● **TASK REQUIREMENTS**
Turn every line of the listing below into a JSON list of strings, one string per line, skipping blank lines and leaving out the picture.
START LISTED ENTRIES
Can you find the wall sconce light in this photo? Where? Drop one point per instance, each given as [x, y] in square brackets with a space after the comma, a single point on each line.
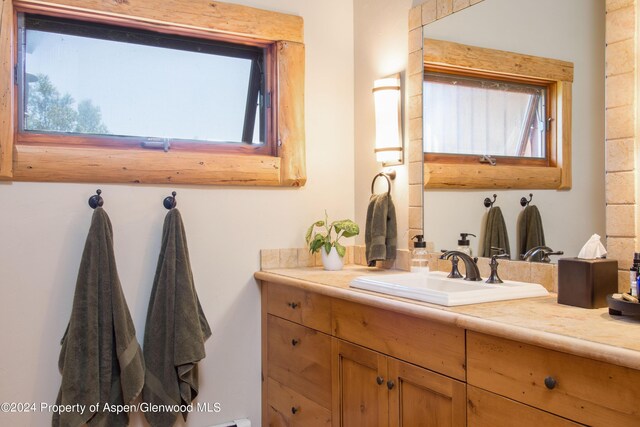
[386, 93]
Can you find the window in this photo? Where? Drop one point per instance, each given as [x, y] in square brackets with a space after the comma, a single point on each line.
[89, 89]
[495, 119]
[471, 115]
[138, 87]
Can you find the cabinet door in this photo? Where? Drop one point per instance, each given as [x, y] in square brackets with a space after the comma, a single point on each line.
[420, 397]
[360, 394]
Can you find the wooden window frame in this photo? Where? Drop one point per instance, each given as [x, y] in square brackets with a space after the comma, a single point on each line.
[26, 157]
[445, 171]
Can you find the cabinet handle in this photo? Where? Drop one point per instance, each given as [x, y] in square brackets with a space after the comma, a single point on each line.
[550, 383]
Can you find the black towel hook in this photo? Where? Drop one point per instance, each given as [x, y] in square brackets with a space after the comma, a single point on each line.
[524, 202]
[96, 201]
[389, 176]
[488, 203]
[169, 202]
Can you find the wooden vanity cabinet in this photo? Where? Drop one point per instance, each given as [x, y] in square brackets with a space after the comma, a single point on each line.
[333, 362]
[359, 374]
[576, 388]
[372, 389]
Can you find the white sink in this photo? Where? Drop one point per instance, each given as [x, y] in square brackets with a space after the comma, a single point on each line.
[436, 288]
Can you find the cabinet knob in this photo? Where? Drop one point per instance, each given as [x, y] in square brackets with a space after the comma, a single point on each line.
[550, 383]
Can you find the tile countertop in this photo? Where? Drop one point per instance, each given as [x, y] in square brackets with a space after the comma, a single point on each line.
[538, 321]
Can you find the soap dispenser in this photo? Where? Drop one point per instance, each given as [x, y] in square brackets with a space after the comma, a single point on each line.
[419, 255]
[463, 243]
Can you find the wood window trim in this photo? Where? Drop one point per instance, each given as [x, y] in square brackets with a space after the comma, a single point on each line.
[282, 35]
[441, 55]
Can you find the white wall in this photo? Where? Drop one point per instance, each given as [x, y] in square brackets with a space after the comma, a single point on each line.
[571, 30]
[44, 227]
[381, 48]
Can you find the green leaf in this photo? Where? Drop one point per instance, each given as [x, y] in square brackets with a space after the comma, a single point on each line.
[317, 242]
[307, 236]
[348, 228]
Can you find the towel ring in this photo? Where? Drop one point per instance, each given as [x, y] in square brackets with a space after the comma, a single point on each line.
[96, 201]
[170, 202]
[488, 203]
[524, 202]
[388, 176]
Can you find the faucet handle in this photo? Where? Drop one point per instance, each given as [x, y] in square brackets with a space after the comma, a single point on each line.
[502, 255]
[546, 254]
[499, 251]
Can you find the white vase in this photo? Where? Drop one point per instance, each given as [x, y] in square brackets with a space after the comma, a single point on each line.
[331, 261]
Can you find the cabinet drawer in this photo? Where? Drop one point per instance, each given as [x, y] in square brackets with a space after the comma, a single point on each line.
[485, 409]
[288, 408]
[585, 390]
[423, 342]
[300, 358]
[306, 308]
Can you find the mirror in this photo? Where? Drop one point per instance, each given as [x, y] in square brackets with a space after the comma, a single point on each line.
[570, 30]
END LISTED ENTRIES
● **COMPLETE RESPONSE**
[
  "Can you find the wall sconce light in this photo? Where? Drop one point per instance, each given as [x, y] in square brackets with a space after the comma, a single point on each line.",
  "[386, 93]",
  "Can you find the window in this photo? Where? Drop one point per instance, each given as [x, y] in square brackets with a space after the comma, a single point on each line.",
  "[89, 89]",
  "[495, 119]",
  "[471, 115]",
  "[138, 87]",
  "Can you find the cabinet door in this photo? Where? Drop one point per instance, each given as [x, y] in square brackets with a space after the comma, a single point on each line.",
  "[420, 397]",
  "[360, 394]",
  "Can you find the wooden window frame in this photo? Where? Drop one point per instance, each given as [x, y] in square brackets with a space after the comma, a single point on each line.",
  "[26, 157]",
  "[445, 171]",
  "Can you find the cabinet handle in this photo? Where? Drop one point per instance, each given as [x, y] in square brackets with a space after the comma, a single point on each line.",
  "[550, 383]",
  "Can you find the black towel hook in this photo? Where? Drop one point per instance, each given as [x, y] in square brackets with a space after the comma, a single point on each line.",
  "[524, 202]",
  "[96, 201]",
  "[389, 176]",
  "[488, 203]",
  "[169, 202]",
  "Can you find the wooden vanity cabinet in this photo? Where? Drop one point per instance, each given as [x, y] in square brackets with a space after the comma, a single point on each line.",
  "[333, 362]",
  "[359, 374]",
  "[576, 388]",
  "[372, 389]",
  "Can you find the white sink in this photo? Where? Drop one point per instance, each given as [x, y] in square brackets with a space after the comma, a single point on each line.",
  "[436, 288]",
  "Can you find the cabinet knob in this photo? Where? Drop one point per instance, each given as [x, y] in square brackets with a space after the comma, a single point on each line.",
  "[550, 383]",
  "Can you find the tile countertop in this photo? Where? Drop one point per instance, each given as [x, y] in square brackets with a space after the comma, a single point on each line.",
  "[538, 321]",
  "Can you find the soap dispenser in this photo? Where? Drop one point per instance, each given as [x, y] in square brackets with a space after the comma, a single point on each line.",
  "[419, 255]",
  "[463, 243]",
  "Can you find the wood window trim in this photo? Where? Drop one point per instance, each given as [x, y] in square brackets with a space after the comma, a single point on each line.",
  "[282, 35]",
  "[441, 55]",
  "Can you find the white wall in this photo? Where? Drop one point per instance, each given as [x, y] in square brackets with a space after the comma, a single point on each line.",
  "[571, 30]",
  "[44, 227]",
  "[381, 48]",
  "Can you find the green leaf in this photo? Where? Drop one point per instance, each given as [x, y] in square brackets with a space after the comma, a single point on each line.",
  "[317, 242]",
  "[307, 236]",
  "[348, 228]",
  "Can you find the towel ring in this photo? Where? Drop one point per instance, each given as [x, y] in square brackets with a space after the comma, a single point on each line.",
  "[96, 201]",
  "[170, 202]",
  "[488, 203]",
  "[524, 202]",
  "[388, 176]",
  "Can you find the faucet handle in this photo? Where? Drop one point per instance, each given as [x, y] in square brackets with a space after the comma, a single point on each line.",
  "[502, 255]",
  "[546, 254]",
  "[499, 251]",
  "Can you find the white vase in this photo? Where? Drop one point per instance, each given as [x, y] in square brackets with a space after the comma, a single point on each line.",
  "[331, 261]",
  "Can you find the cabinet drawer in this photo? Where? Drop one point per instance, each given as [x, y] in square brackets with a space after the comma, a single point on each line.",
  "[485, 409]",
  "[288, 408]",
  "[585, 390]",
  "[423, 342]",
  "[300, 358]",
  "[306, 308]",
  "Can you find the mirror in this photo? Where? Drop one point per instance, each given as [x, y] in square brackets with a space after the comma, a single point on each line.",
  "[570, 30]"
]